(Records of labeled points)
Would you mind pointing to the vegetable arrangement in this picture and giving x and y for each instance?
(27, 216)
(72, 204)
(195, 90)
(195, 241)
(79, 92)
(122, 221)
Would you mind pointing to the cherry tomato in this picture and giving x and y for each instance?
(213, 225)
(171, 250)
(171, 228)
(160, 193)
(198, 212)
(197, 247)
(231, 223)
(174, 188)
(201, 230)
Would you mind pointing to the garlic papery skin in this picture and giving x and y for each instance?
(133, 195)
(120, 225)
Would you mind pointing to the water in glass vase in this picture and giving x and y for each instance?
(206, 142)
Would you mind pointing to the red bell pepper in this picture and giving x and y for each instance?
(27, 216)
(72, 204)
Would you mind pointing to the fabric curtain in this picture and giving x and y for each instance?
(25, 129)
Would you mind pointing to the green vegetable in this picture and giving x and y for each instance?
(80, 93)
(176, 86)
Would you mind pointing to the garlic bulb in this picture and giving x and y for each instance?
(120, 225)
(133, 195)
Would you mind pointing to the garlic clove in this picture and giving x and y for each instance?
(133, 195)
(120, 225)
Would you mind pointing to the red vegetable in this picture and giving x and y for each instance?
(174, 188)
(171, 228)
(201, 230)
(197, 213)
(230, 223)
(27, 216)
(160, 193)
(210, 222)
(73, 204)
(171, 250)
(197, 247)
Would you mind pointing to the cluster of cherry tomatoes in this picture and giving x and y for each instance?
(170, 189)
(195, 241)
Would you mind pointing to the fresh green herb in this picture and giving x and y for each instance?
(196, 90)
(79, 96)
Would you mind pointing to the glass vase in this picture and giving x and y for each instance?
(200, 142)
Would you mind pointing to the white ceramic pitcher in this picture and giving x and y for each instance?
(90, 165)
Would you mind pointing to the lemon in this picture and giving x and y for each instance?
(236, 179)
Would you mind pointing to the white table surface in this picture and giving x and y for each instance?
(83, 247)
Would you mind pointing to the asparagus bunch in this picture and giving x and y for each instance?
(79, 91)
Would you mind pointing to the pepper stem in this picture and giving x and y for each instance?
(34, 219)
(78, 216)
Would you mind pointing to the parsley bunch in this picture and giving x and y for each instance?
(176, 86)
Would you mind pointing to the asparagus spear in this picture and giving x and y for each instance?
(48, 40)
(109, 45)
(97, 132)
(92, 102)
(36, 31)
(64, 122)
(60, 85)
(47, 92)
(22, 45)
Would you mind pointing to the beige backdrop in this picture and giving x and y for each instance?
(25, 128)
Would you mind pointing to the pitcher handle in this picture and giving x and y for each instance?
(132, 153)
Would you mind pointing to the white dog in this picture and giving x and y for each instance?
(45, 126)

### Exercise task
Lay out the items from the line containing "Would you mind pointing to the beige" through the last line of the items, both included, as a Markdown table with the columns Row and Line. Number each line in Row, place its text in Line, and leave out any blank lines.

### Complete answer
| Row | Line |
|---|---|
| 1 | Would you mind pointing to the beige backdrop in this picture and giving x and y for each instance? |
| 2 | (25, 128) |
| 3 | Would you mind pointing to the pitcher handle in this picture and giving x and y for each instance? |
| 4 | (132, 153) |
| 5 | Would you mind pointing to the white dog in this picture and giving x and y for each instance? |
| 6 | (45, 126) |